* [Your objective]: Gather every line of the rows that contains the word "clicks", matching case exactly.
---
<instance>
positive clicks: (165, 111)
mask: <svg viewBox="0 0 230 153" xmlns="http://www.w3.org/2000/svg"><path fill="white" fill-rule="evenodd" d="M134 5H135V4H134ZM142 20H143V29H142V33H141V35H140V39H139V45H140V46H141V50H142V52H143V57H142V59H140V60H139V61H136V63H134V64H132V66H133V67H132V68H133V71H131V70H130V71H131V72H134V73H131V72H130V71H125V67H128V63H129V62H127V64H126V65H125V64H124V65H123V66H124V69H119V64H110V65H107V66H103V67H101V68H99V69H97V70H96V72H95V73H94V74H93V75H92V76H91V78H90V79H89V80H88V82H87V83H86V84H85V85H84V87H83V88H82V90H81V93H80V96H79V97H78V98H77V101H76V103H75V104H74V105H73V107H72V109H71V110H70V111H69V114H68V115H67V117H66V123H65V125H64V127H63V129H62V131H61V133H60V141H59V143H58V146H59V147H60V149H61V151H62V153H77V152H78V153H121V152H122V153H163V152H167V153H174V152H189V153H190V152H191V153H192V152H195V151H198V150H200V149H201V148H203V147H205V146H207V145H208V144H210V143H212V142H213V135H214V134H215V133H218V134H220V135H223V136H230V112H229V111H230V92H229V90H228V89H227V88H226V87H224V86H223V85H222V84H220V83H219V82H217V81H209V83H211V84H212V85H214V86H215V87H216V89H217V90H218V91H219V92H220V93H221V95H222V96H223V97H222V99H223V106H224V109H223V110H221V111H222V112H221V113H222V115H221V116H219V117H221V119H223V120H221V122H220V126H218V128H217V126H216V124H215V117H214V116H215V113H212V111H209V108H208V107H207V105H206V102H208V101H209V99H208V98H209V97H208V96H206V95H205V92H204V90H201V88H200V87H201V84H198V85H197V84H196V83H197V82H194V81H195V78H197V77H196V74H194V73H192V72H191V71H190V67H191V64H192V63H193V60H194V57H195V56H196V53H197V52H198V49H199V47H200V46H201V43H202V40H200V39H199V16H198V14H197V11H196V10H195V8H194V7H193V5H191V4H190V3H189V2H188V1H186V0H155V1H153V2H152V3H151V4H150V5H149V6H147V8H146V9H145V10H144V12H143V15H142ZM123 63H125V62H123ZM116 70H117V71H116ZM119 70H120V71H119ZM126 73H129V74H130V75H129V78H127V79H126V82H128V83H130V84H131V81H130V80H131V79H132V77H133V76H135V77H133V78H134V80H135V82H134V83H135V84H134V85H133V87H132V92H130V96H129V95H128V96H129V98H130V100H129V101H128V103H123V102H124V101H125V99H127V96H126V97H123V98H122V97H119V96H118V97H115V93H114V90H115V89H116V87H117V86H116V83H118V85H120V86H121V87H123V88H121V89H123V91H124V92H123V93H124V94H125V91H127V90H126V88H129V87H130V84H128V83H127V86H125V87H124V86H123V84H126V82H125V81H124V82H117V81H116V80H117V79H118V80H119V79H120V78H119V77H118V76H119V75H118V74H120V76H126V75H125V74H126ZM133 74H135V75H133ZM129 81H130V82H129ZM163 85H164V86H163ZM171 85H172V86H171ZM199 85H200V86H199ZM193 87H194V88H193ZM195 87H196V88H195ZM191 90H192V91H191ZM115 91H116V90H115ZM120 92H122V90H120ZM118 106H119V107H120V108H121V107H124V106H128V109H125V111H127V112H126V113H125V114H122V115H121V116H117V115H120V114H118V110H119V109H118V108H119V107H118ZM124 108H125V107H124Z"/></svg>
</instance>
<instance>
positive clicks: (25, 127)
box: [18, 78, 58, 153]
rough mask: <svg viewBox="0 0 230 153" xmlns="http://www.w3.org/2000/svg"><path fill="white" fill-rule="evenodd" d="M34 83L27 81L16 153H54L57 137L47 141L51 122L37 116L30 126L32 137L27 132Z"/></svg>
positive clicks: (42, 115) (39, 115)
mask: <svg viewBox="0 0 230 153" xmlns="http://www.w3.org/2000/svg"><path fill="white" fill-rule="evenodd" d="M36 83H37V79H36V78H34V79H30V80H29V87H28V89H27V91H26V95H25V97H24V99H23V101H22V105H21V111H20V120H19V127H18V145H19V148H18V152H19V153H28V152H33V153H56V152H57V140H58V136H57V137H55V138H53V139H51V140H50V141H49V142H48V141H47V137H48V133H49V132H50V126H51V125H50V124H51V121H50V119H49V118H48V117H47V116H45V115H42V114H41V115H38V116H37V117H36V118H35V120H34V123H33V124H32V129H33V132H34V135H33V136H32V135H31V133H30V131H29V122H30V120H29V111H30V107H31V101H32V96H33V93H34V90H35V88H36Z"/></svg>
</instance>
---
* [Answer below]:
positive clicks: (165, 111)
positive clicks: (25, 127)
positive clicks: (42, 115) (39, 115)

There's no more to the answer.